Start of Source material
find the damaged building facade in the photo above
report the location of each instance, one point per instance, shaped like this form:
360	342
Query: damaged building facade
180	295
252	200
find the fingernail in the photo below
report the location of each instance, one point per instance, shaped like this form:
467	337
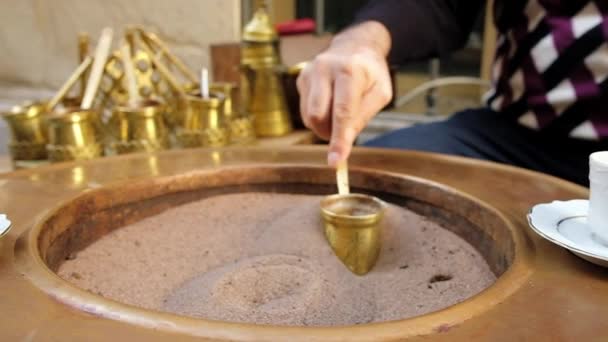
End of Source material
§ Your assignment:
Set down every record exactly, without the pictures.

§ Solved problem:
find the damaged building facade in the photo above
report the location of each instance, one point per instance, shaped like this form:
360	342
Query: damaged building facade
180	295
252	200
find the fingernail in the photo below
report the location of each instance, one point per instance, shaped like this form:
467	337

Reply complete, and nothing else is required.